Proving length of mapped and filtered lists in Idris

First, let’s start by implementing map' and filter' for lists:

total map' : (a -> b) -> List a -> List b
map' _ [] = []
map' f (x :: xs) = f x :: map' f xs

total filter' : (a -> Bool) -> List a -> List a
filter' p []      = []
filter' p (x::xs) with (p x)
  filter' p (x::xs) | True  = x :: filter' p xs
  filter' p (x::xs) | False = filter' p xs

Trying a few cases:

Idris> map' (\x => x + 1) [1, 2]
[2, 3] : List Integer
Idris> filter' (\x => x /= 2) [1, 2]
[1] : List Integer

Looks neat.

A valid question would be: What do we know about the length of a mapped and length of a filtered list?

Intuition says that the length of a mapped list will be the same as the length of that list, since the values of the elements might change but not the actual length (size) of the original list. Let’s prove this fact:

-- For any given list xs, and any function f, the length of xs is same as the length of xs mapped with f
total theorem_1 : (xs : List a) -> (f : a -> b) -> length xs = length (map' f xs)
theorem_1 [] _        = Refl
theorem_1 (x :: xs) f = let I_H = theorem_1 xs f in rewrite I_H in Refl

Easy peasy, just use induction.

Filtering is a bit trickier. The length of a filtered list can be less than or equal to the original list. The intuitive reasoning for this is as follows:

1. Maybe the filter will apply to some elements, in which case the length of the filtered list will be less than the length of the original list
2. Or, maybe the filter will not apply at all, in which case the length of the filtered list is the same as the length of the original list

Let’s prove it!

-- For any given list xs, and any filtering function f, the length of xs >= the length of xs filtered with f
total theorem_2 : (xs : List a) -> (f : a -> Bool) -> LTE (length (filter' f xs)) (length xs)
theorem_2 [] _        = LTEZero {right = 0}
theorem_2 (x :: xs) f with (f x)
  theorem_2 (x :: xs) f | False = let I_H = theorem_2 xs f in let LTESuccR_I_H = lteSuccRight I_H in LTESuccR_I_H
  theorem_2 (x :: xs) f | True  = let I_H = theorem_2 xs f in let LTESucc_I_H  = LTESucc I_H in LTESucc_I_H

I constructed this proof using holes. The base case was very simple, however, for the inductive step we needed to do something else. With the inductive step we consider two cases:

1. In the case the filter was applied (False), the I_H needs to match the target type LTE _ (S _)
2. In the case the filter was not applied (True), the I_H needs to match the target type LTE (S _) (S _)

Idris has built-in proofs for these, with the following types:

Idris> :t lteSuccRight
lteSuccRight : LTE n m -> LTE n (S m)
Idris> :t LTESucc
LTESucc : LTE left right -> LTE (S left) (S right)

So we just needed to use them to conclude the proof.

Bonus: The only reason I rewrote filter' was to use with which seems easier to rewrite to when proving stuff about it. The built-in filter uses ifThenElse and I haven’t found a way to rewrite goals that are using it. I rewrote map' just for consistency.

Bonus 2: Thanks to gallais@reddit for this hint. It seems that the same with (f x) used in the proof also makes the ifThenElse reduce.
= = =
● **TASK DETAILS**
Please answer these from the Idris proof post:
(a) What result does the post show for filter' (\x => x /= 2) [1, 2]?
(b) Which built-in proof is used in the False case of theorem_2?
(c) What does the built-in filter use that made the author rewrite it as filter'?

● **DATA**
= = =
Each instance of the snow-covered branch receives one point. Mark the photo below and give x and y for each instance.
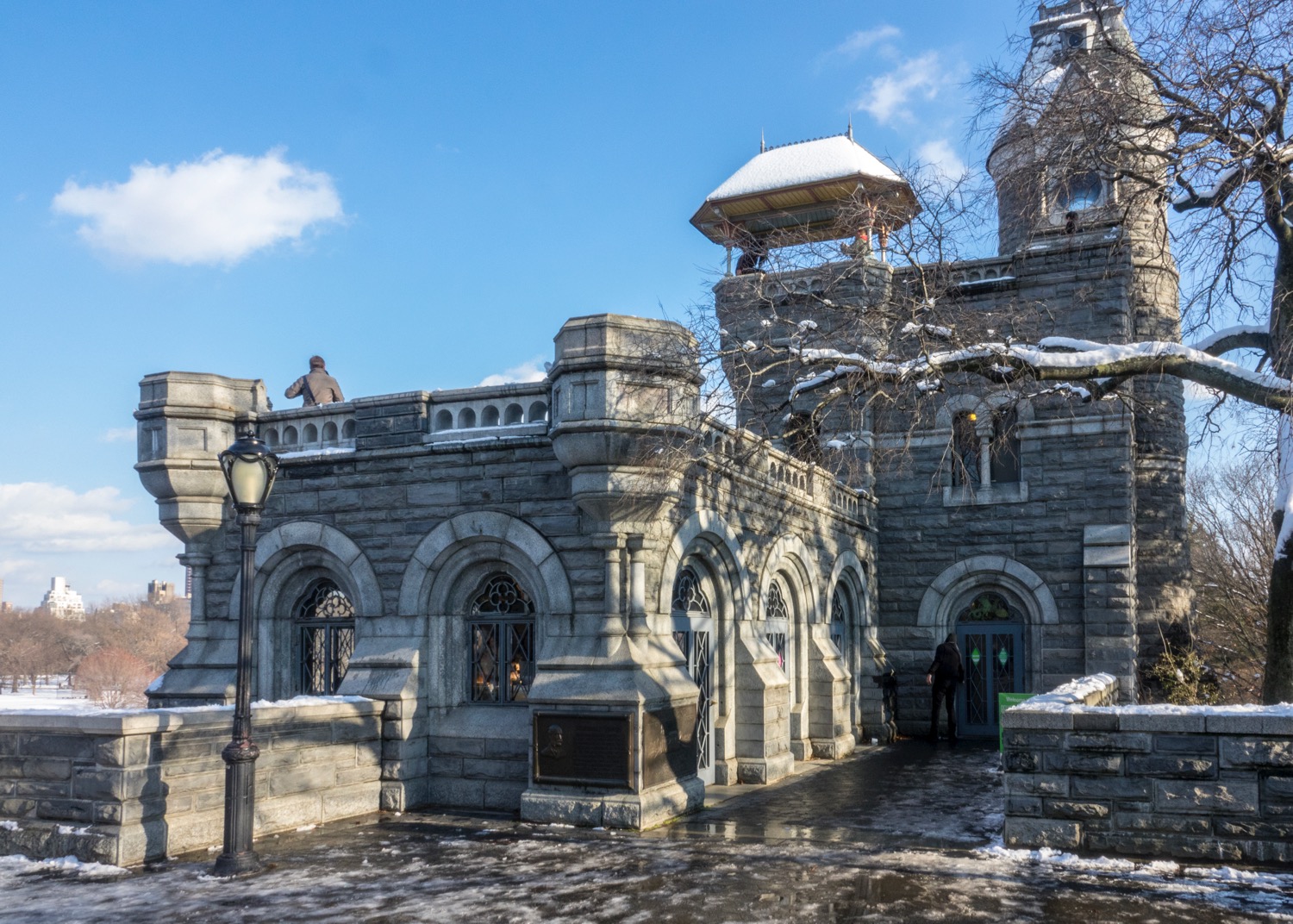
= = =
● **WRITTEN RESPONSE**
(a) [1] : List Integer
(b) lteSuccRight
(c) ifThenElse